The entries that follow should be written out exactly.

[Supplied data Boundary: Start]

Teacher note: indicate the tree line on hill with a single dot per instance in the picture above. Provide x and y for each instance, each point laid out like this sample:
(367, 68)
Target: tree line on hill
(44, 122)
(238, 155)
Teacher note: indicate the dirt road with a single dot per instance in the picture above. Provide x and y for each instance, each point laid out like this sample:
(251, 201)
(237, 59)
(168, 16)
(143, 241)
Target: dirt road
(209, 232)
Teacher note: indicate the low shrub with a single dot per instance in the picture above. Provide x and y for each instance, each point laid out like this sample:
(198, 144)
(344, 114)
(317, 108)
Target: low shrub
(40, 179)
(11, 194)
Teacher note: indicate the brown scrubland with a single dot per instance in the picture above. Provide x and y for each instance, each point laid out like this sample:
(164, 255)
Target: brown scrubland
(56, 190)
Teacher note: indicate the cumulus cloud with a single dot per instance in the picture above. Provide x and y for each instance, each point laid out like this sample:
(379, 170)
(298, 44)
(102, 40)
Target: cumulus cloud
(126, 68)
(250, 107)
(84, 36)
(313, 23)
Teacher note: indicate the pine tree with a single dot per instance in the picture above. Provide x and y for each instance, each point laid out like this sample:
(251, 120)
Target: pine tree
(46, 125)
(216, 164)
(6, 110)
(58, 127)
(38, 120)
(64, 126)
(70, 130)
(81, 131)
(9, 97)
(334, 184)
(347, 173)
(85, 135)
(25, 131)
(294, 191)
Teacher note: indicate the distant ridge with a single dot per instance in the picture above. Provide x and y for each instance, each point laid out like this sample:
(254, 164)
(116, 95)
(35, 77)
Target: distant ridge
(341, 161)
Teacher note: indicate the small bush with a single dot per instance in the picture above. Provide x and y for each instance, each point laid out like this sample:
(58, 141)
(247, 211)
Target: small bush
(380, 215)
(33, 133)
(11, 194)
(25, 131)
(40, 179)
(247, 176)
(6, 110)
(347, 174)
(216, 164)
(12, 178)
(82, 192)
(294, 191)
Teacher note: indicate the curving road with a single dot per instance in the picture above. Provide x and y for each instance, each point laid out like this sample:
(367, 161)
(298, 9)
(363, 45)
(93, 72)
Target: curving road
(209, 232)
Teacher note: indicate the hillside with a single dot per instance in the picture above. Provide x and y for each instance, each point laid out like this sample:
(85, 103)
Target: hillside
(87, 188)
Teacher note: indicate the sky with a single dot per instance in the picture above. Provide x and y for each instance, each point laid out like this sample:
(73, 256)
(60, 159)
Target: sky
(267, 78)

[Supplied data Boundary: End]

▶ Problem solution:
Teacher note: indicate the tree line on hill with a single dot per instance in the picture above. Provide x and y for each instance, each point laid out like this sample:
(367, 68)
Target: tree line on hill
(44, 122)
(238, 155)
Teacher note: indicate the dirt road with a single dot per instance in the picture above. Provide x and y for each instance, each point laid out like this sample:
(251, 201)
(237, 59)
(168, 16)
(143, 241)
Target: dirt road
(209, 232)
Teacher note: indicate the low shrub with a single dot per instance in the picture above. Provide x and y for each instance, each point laid out like this sample:
(198, 144)
(344, 114)
(317, 108)
Target: low shrub
(40, 179)
(11, 194)
Teacher note: indicate the brown scrubland with a single dot per instance in the picture above. Provide x and y for each instance, each point laid out like this sample:
(164, 255)
Target: brown scrubland
(56, 190)
Teacher note: indicate the cumulus cloud with a single dot per instance in the picture above. Provide x and y for each instance, each point laid out like this sample:
(379, 170)
(298, 44)
(102, 40)
Target: cumulus cloud
(126, 68)
(250, 107)
(84, 36)
(313, 23)
Teacher note: indicate the pine tree with a single dot per instance in the picture above. Provide x and y for each instance, each point laid out like this sample:
(251, 120)
Target: pine tree
(46, 125)
(216, 164)
(6, 110)
(58, 127)
(38, 120)
(64, 126)
(70, 130)
(81, 131)
(9, 97)
(334, 184)
(347, 173)
(85, 135)
(25, 131)
(294, 191)
Teacher note: indicate the distant ridge with a single dot per instance in the picture above. Provide x and y for each instance, each point laid out like this sample:
(254, 164)
(116, 95)
(35, 77)
Target: distant ridge
(341, 161)
Teacher note: indicate the small bush with a single dot per instance in the picture above. Provide x and y for each instance, each point laid out like this sample:
(58, 141)
(247, 211)
Target: small bush
(380, 215)
(33, 133)
(11, 194)
(25, 131)
(40, 179)
(247, 176)
(6, 110)
(347, 174)
(216, 164)
(12, 178)
(82, 192)
(294, 191)
Teacher note: indicate the curving road with a single dot per instance in the picture above. Provide x and y for each instance, each point laid out like this sample:
(367, 161)
(298, 9)
(363, 45)
(93, 72)
Target: curving road
(209, 232)
Teacher note: indicate the hillside with a single dot per instance in the picture above. Provide x and y for each instance, each point laid out like this sample:
(85, 103)
Target: hillside
(87, 188)
Teacher note: indicate the sky with a single dot per instance in the picture above. Provide x and y for each instance, each point laid out like this sample:
(73, 256)
(60, 159)
Target: sky
(267, 78)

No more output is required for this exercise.